Directions:
Please reproduce only the stretch of the records from the line containing "Draw the outline of every instance of the white" through the line containing "48], [197, 50]]", keeping the requests as they are and increasing every x and y vertex coordinate in the answers by 110.

Data rows:
— Begin —
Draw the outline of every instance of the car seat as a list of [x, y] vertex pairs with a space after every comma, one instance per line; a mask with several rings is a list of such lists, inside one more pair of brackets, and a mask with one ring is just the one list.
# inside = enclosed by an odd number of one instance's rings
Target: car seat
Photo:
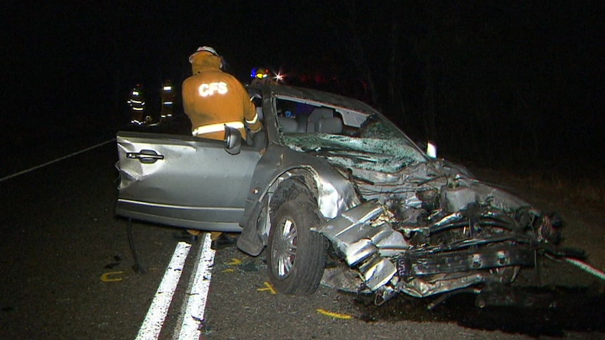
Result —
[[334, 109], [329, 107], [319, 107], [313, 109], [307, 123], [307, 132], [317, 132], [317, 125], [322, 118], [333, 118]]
— End —
— Begin —
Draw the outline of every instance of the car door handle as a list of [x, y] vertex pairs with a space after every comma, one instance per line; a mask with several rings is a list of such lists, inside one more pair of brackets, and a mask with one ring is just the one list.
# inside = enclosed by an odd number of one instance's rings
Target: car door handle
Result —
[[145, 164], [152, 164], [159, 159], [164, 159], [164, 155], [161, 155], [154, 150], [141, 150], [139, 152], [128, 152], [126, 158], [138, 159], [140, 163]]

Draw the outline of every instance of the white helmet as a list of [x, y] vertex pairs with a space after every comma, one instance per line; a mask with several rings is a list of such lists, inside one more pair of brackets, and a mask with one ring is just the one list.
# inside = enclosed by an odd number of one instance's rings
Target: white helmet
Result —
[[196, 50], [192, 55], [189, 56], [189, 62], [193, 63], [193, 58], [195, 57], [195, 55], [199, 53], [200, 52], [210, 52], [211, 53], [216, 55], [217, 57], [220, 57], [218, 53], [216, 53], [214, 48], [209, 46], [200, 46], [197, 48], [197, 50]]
— End —
Answer to this exercise:
Draw the outline of every instance of the white helmet as a list of [x, y] vertex pairs with a space after every comma, one instance per line; a mask with several rings is a list of such lists, inside one more pair of brackets, and a mask with one ring is just the one list.
# inside = enclosed by an odd number of one instance's rings
Target: white helmet
Result —
[[306, 160], [302, 165], [299, 166], [299, 172], [303, 173], [303, 168], [305, 167], [305, 165], [309, 163], [310, 162], [320, 162], [321, 163], [326, 165], [327, 167], [330, 167], [328, 163], [326, 163], [324, 158], [319, 156], [310, 156], [307, 158], [307, 160]]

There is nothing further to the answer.